Excerpted passage: Begin

Growth slows. The instinct that follows is almost automatic: hire someone to fix it.

A VP of Sales. A CRO. A more senior version of whoever is currently responsible for revenue. The logic feels sound. If growth is the problem, growth should be someone's full-time job.

Sometimes that is exactly the right move. Often, it solves the wrong problem, expensively, and slowly enough that the mistake is not obvious for a year or more.

The Question Rarely Asked First

Before deciding who to hire, it is worth asking a simpler question. Is the current constraint a people problem, or is it a clarity problem?

A people problem means the strategy is sound and the organization simply needs more capable hands executing it. A clarity problem means something upstream, positioning, pricing, the buyer's actual decision process, has never been fully worked out, and no amount of additional sales talent will compensate for that gap.

These look identical from the outside. Both present as missed targets and slower-than-expected growth. They require completely different responses.

Why This Is Easy To Get Wrong

Hiring is legible. A board can understand it, approve it, and feel that action has been taken. Diagnosing whether the real issue is upstream of the sales function is slower, less visible, and harder to explain in a single sentence.

That asymmetry is part of why so many companies hire before they diagnose. It is not that leadership is careless. It is that hiring is the tool everyone already knows how to use.

What A Faster Diagnosis Looks Like

Before the next hire, a few honest questions are usually more revealing than another resume review.

Excerpted passage: End
Stored data: Begin

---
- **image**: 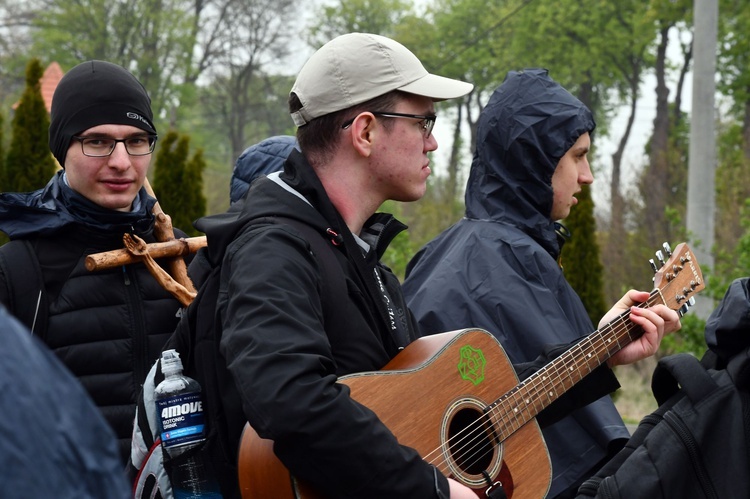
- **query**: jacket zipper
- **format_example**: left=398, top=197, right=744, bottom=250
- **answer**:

Stored data: End

> What you need to do
Reproduce the part of the text on hiring when growth slows that begins with the words "Growth slows. The" and ends with "someone's full-time job.", substituting "Chief Revenue Officer" for "CRO". Work only from the text on hiring when growth slows; the rows play no part here.

> Your response
Growth slows. The instinct that follows is almost automatic: hire someone to fix it.

A VP of Sales. A Chief Revenue Officer. A more senior version of whoever is currently responsible for revenue. The logic feels sound. If growth is the problem, growth should be someone's full-time job.